Brief: Beginning at the line that contains "the snow in" and stopping after the final line below, write those lines out again in full, adding 137 to every coordinate in the answers.

Supplied records:
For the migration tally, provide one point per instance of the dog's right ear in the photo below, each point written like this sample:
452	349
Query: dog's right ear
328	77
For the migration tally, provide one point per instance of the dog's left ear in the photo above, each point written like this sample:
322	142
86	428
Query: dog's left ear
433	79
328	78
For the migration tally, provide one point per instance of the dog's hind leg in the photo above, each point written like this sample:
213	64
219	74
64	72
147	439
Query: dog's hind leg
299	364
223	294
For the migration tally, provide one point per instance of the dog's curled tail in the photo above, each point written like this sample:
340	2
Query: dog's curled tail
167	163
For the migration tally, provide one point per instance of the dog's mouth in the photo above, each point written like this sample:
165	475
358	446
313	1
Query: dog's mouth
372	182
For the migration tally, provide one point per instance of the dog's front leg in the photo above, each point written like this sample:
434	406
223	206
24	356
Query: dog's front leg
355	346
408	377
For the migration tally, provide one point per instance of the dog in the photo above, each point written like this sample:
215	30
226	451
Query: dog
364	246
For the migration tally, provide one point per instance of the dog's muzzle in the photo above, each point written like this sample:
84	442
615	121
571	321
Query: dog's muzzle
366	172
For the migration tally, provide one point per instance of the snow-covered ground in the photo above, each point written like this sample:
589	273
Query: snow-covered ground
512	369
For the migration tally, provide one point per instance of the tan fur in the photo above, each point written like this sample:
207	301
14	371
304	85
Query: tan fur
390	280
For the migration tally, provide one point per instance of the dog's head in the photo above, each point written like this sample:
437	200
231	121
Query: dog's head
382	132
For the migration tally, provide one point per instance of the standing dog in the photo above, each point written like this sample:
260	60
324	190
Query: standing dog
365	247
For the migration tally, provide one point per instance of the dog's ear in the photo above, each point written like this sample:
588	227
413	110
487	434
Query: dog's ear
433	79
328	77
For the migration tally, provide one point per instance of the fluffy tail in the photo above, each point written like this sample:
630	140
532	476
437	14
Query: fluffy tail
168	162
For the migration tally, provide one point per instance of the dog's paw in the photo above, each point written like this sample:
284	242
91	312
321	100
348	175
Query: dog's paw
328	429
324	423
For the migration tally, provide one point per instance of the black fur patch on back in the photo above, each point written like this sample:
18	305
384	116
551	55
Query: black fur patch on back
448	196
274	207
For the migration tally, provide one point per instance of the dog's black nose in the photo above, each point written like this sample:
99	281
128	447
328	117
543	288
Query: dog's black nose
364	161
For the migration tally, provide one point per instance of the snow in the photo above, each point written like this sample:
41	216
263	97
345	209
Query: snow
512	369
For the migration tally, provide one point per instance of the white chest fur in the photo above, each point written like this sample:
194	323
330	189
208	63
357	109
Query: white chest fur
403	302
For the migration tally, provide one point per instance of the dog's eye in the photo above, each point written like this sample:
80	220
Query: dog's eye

Result of the exercise:
For the migration tally, provide one point per instance of the snow in the photo above, each point written like this sample:
41	216
263	97
345	209
Query: snow
649	506
For the migration tally, provide one point per instance of the white chest fur in the photo above, each point written like this sample:
194	323
330	189
208	63
357	109
Query: white chest fur
540	439
For the migration tally, provide one point per instance of the dog's eye in the photo above, each point written like this sample:
80	220
Query: dog's eye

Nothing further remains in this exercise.